====== 提供テキスト

4月、表現の自由に関する特別報告者が日本政府の招待により公式訪問した。その際、市民社会の側から情報提供に協力した。

人種差別に関する政策・法律に関する日本支部声明を発表

4月、国際人権基準の観点から、朝鮮学校の補助金に関する文科省通知について、「政治的判断に基づいて特定のマイノリティ集団の教育の権利に対する差別的取扱い助長する恐れ」があるとの懸念声明を出した。5月、ヘイトスピーチ解消推進法が成立したが、同法に紗月の定義がなく保護対象が狭い問題を指摘、より包括的な差別禁止法の成立の必要性を訴える声明を出した。

============
====== 収集データ

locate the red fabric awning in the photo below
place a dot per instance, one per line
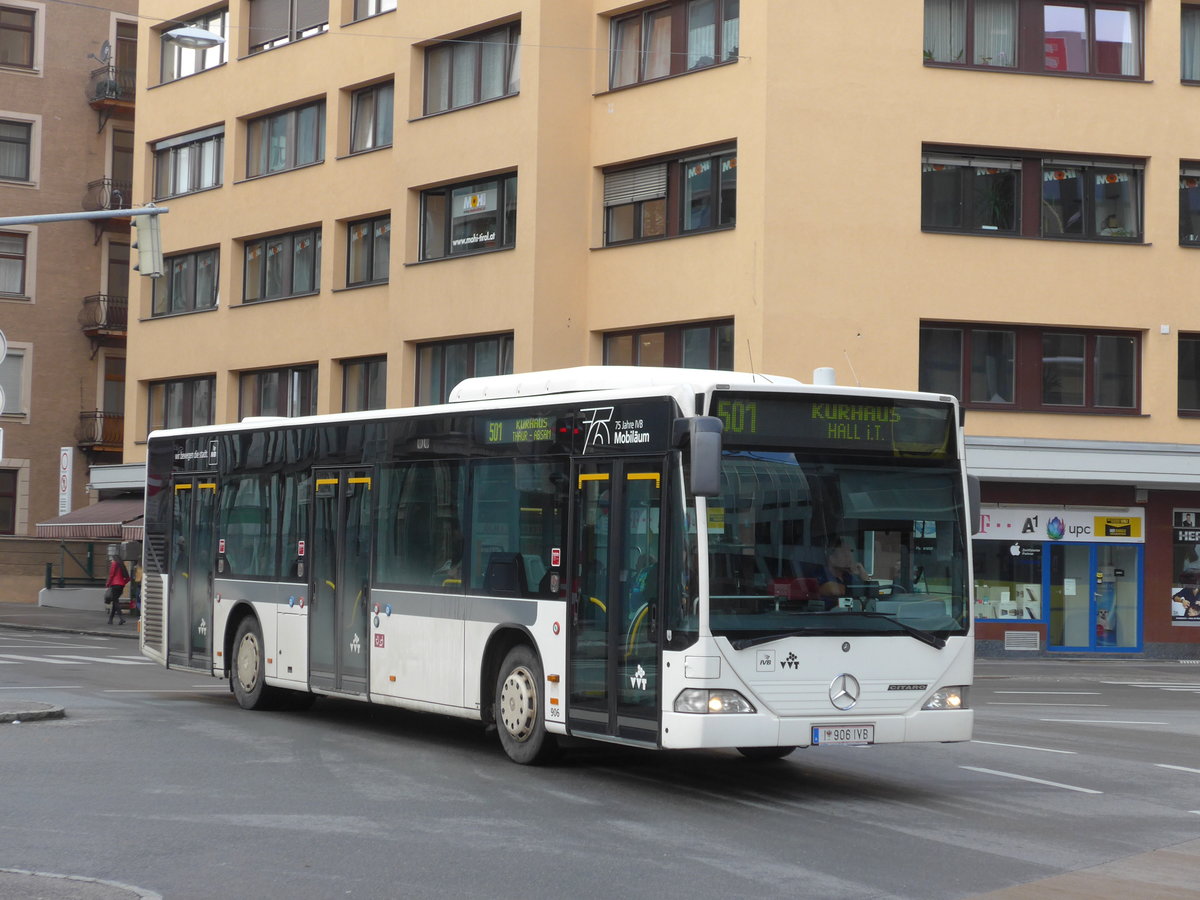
(119, 520)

============

_演習問題_:
a) 人権声明についての文章のうち、「4月、表現の自由に関する特別」から「必要性を訴える声明を出した。」までの部分を、一字一句変えずに書き写してもらえますか。
b) 人権声明についての文章の最後の文に続けて、その先を書いてもらえますか。

_課題別の出力_:
a)
4月、表現の自由に関する特別報告者が日本政府の招待により公式訪問した。その際、市民社会の側から情報提供に協力した。

人種差別に関する政策・法律に関する日本支部声明を発表

4月、国際人権基準の観点から、朝鮮学校の補助金に関する文科省通知について、「政治的判断に基づいて特定のマイノリティ集団の教育の権利に対する差別的取扱い助長する恐れ」があるとの懸念声明を出した。5月、ヘイトスピーチ解消推進法が成立したが、同法に紗月の定義がなく保護対象が狭い問題を指摘、より包括的な差別禁止法の成立の必要性を訴える声明を出した。

b)
死刑廃止

4月6日、統計報告書「2015年の死刑判決と死刑執行」の記者説明会を参議院会館で開催した。また、「世界の死刑統計2015~死刑とテロ 終わらない報復の連鎖~」と題し、駐日欧州連合代表部公使参事官・政治部部長ファビアン・フィエスキさんをお招きし、EUの死刑廃止に対する取り組みとテロ行為に対する刑罰や報復としての死刑を選択しないことについて講演を行った。

3月25日に2人、11月11日に1人、計3人の死刑執行があり、抗議声明を出すとともに、記者会見および法務省前での抗議行動を行った。

さらに、危機にある個人として死刑確定者の支援を行っており、松本健次さんの支援の一環として精神疾患を有する死刑確定者の処遇の問題について情報収集を行っている。執行停止を呼びかける署名を集めるほか、国際事務局と連携し世界の医師会へ問題を取り上げるよう要請を行っている。袴田巖さんについては、再審開始に向けて他団体と協力して検察庁へ要請を行っている。

難民

国際キャンペーン「I WELCOME」と連動し、日本での受け入れを求める政策提言を他団体と連携して行った。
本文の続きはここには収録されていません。